Exercise aim.
Copy the lines that follow, keeping every character the same.
START Task data
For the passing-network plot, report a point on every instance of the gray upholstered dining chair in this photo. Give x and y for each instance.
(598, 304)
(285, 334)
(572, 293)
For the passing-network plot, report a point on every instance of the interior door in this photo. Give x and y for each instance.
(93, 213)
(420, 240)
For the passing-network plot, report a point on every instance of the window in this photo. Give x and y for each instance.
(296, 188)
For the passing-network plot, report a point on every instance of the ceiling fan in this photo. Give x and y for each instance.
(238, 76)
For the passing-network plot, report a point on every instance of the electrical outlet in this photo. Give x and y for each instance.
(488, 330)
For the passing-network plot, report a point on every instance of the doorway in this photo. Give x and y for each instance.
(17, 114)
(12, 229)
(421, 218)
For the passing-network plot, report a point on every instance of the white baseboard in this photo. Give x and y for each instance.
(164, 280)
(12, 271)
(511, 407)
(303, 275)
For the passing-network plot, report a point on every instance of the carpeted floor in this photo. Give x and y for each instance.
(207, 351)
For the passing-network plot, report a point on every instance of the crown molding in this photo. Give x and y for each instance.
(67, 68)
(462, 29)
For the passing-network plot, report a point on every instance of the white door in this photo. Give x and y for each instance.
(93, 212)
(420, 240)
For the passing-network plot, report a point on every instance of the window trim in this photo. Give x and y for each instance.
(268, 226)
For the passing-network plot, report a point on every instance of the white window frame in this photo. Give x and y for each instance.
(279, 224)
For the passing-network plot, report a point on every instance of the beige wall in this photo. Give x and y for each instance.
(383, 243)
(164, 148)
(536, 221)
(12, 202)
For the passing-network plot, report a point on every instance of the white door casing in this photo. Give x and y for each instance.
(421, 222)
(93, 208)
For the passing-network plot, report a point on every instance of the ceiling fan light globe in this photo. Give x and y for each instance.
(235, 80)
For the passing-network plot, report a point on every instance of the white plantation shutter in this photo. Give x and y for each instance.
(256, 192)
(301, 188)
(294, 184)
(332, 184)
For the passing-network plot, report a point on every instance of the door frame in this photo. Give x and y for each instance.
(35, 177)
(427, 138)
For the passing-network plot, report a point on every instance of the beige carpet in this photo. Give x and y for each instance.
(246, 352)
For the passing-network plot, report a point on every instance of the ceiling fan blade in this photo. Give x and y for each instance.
END Task data
Answer to the task.
For the passing-network plot, report a point on every instance of the gray upholstered dining chair in this photo. Give x and y for each instance.
(598, 304)
(285, 334)
(572, 293)
For the passing-network plot, report a point on every instance of the interior door in this photo. Give x and y for each instance.
(93, 213)
(420, 240)
For the passing-network plot, report a point on every instance of the window in this photo. Give x and y for each instance.
(296, 188)
For the passing-network plot, report a point on every instance of the ceiling fan in this photo. Give x and y for each instance.
(238, 76)
For the passing-network plot, report a point on every instance of the electrical outlet in this photo. Give x and y for each instance.
(488, 330)
For the passing-network plot, report a point on every instance of the doorway in this photo. Give x and y for each instance.
(17, 114)
(12, 229)
(421, 218)
For the passing-network plot, report a point on every instance of the white baseboard in this photo. Give x and y for each instance.
(164, 280)
(12, 271)
(511, 407)
(303, 275)
For the passing-network plot, report a point on every instance of the carpeted floor in this photo. Give x and y for each instance.
(207, 351)
For the passing-network plot, report a point on every instance of the crown molding in this photo. Give x and y for each instance.
(67, 68)
(462, 29)
For the passing-network plot, report a point on every instance of the white door in this photo. Give x and y for each instance.
(93, 212)
(420, 240)
For the passing-network plot, report a point on every instance of the window trim in this photo. Give x and y for each instance.
(268, 226)
For the passing-network plot, report a point on every instance of the white window frame in this photo. Give x and y for each instance.
(279, 224)
For the passing-network plot, report a point on every instance of the beige wall in this photo. Give x and y for each instance.
(383, 243)
(164, 148)
(536, 221)
(12, 202)
For the passing-network plot, report a point on every instance of the white door casing in this photo. Give x and y for each instance.
(421, 222)
(93, 208)
For the passing-network plot, report a point on every instance of the ceiling fan light globe in this photo. Give x and y for each instance.
(235, 80)
For the passing-network plot, report a point on every instance of the white plantation shutter in this photo. Give x and y for each instance.
(256, 192)
(301, 188)
(294, 184)
(332, 184)
For the passing-network plot, report a point on every instance of the door frame in this photo. Give x and y for each instance.
(35, 177)
(427, 138)
For the passing-network plot, report a point on every instance of the beige carpet in this photo. Give x and y for each instance.
(246, 352)
For the passing-network plot, report a point on every instance of the ceiling fan blade in this photo. Give x and y for each instance.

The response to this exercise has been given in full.